HOUSTON, Aug. 31, 2018 (GLOBE NEWSWIRE) -- via NetworkWire – Hunter Oil Corp. (OTCQX: HOILF; TSX-V: HOC) (the " Company ”) is pleased to announce that it has closed the sale of substantially all of its oil and gas operations (the “ Assets ”) to Pacific Energy Development Corp. (the “ Purchaser ”), a Nevada corporation and a wholly-owned subsidiary of PEDEVCO Corp. (NYSE American: PED), an arm’s length, California-based oil and gas company (the “ Transaction ”), previously announced on August 1, 2018.

The aggregate purchase price paid for the Assets was USD $21,315,636 (the “ Purchase Price ”), being approximately CAD $27,710,327.  In addition, the Purchaser assumed all of the long-term liabilities being the asset retirement obligations associated with the oil and gas leases.

“After securing managerial control of Hunter in Q1 of 2015, I assembled a team of nimble and efficient industry professionals to develop the portfolio of highly distressed assets into a turn-key, horizontal San Andres targeted drilling opportunity. This transaction monetizes our efforts of the past three years, and I am especially pleased to have generated a significant return for the shareholders who supported us throughout,” said Andrew Hromyk, Executive Chairman. 

The Company expects to distribute its available cash (less USD $2,500,000 for working capital) to its shareholders as a return of capital distribution (the “ Distribution ”).  The Company plans to announce the record date and mechanics for the Distribution as soon as possible.

All figures herein assume a USD/CAD exchange rate of 1.30.

Following completion of the Distribution the Company plans to seek to locate, evaluate and where advisable negotiate to acquire interests in additional oil and gas properties.  There is no guarantee that the Company will be able to identify suitable oil and gas prospects, or that the Company will be able to negotiate acceptable terms for any prospects that it identifies.  The TSXV may transfer the Company to the NEX, a separate board of the TSXV, if the Company fails to meet the ongoing minimum listing requirements of the TSXV.

ON BEHALF OF THE BOARD OF DIRECTORS

Andrew Hromyk Executive Chairman (604) 689-3355

NEITHER TSX VENTURE EXCHANGE NOR ITS REGULATION SERVICES PROVIDER (AS THAT TERM IS DEFINED IN POLICIES OF THE TSX VENTURE EXCHANGE) ACCEPTS RESPONSIBILITY FOR THE ADEQUACY OR ACCURACY OF THIS RELEASE

Cautionary Statement Regarding Forward-Looking Information

Certain information provided in this press release constitutes forward-looking statements and information within the meaning of applicable securities laws. Specifically, and without limitation, this press release contains forward-looking statements and information relating to the timing of Distribution and the Company’s future plans.  Forward‐looking information typically contains statements with words such as “anticipate”, “believe”, “forecast”, expect”, “plan”, “intend”, “estimate”, “propose”, “project”, or similar words suggesting future outcomes. The Company cautions readers and prospective investors in the Company’s securities not to place undue reliance on forward‐looking information as, by its nature, it is based on current expectations regarding future events that involve a number of assumptions, inherent risks and uncertainties, which could cause actual results to differ materially from those anticipated by the Company. In respect of the forward-looking statements and information set out in this new release, the Company has provided such in reliance on certain assumptions that it believes are reasonable at this time, including assumptions as to the process and timing for the Distribution and the number of Shares outstanding at the time of the Distribution, as well as assumptions associated with the due bills process generally.  There are many risk factors associated with the timing of the Distribution payable to Shareholders. The Exchange may also transfer the Company to the NEX.  A number of factors could cause actual results to differ materially from those anticipated by the Company, including but not limited to additional regulatory or legal approvals required for the Distribution, the due bills process of the Exchange, the estimated future expenses of the Company, regulation of the Company’s business, state of the public markets, and global economic conditions, among other things.  In addition, while the plans to locate, evaluate and where advisable negotiate to acquire interests in additional oil and gas properties, there are no guarantees that the Company will be able to identify suitable oil and gas prospects, or that the Company will be able to negotiate acceptable terms for any prospects that it identifies.
*-*-*
#### The tasks:
a. What aggregate purchase price, in US dollars, did the Hunter Oil press release give for the assets sold?
b. Continue the Hunter Oil press release from its last sentence.

(Point annotations on photos)
*-*-*
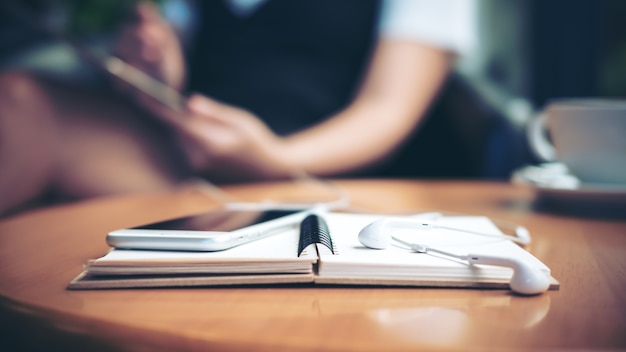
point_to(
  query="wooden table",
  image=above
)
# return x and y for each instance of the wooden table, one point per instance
(41, 251)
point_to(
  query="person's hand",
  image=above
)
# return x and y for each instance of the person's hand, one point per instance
(150, 44)
(226, 143)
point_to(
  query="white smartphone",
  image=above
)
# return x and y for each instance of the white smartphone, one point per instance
(211, 231)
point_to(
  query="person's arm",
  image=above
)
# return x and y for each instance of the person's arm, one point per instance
(227, 142)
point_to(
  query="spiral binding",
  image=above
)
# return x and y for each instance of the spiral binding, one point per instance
(314, 229)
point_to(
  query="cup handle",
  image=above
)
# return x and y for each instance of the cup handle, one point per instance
(539, 143)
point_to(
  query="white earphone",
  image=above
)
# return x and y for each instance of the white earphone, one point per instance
(526, 279)
(424, 221)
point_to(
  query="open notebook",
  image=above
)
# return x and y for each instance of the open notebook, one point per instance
(275, 260)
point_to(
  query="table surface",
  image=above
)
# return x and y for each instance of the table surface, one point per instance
(43, 250)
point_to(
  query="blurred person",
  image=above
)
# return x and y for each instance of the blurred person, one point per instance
(274, 88)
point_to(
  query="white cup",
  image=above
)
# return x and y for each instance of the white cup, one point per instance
(587, 135)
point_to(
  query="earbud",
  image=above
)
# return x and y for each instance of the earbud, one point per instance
(378, 236)
(526, 279)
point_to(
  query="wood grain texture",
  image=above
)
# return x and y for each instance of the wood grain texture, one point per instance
(42, 251)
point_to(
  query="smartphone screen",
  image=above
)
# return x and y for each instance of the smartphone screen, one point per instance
*-*-*
#### Final answers:
a. USD $21,315,636

b.
The Company cautions readers that this list of factors is not exhaustive and that should certain risks or uncertainties materialize, or should underlying estimates or assumptions prove incorrect, actual events, performance and results may vary significantly from those expected. There can be no assurance that the actual results, performance, events or activities anticipated by the Company will be realized or, even if substantially realized, that they will have the expected consequences to, or effects on, the Company. Readers are urged to consider these factors carefully in evaluating forward-looking information and forward-looking statements and are cautioned not to place undue reliance on any forward-looking information or forward-looking statements. The forward-looking statements and forward-looking information are made as of the date hereof, and the Company disclaims any obligation to update any such factors or to publicly announce the result of any revisions to any of the forward-looking statements and forward-looking information contained herein to reflect future results, events or developments. You should also carefully consider the matters discussed under “Risk Factors” in the Company’s management’s discussion and analysis filed on SEDAR at www.sedar.com .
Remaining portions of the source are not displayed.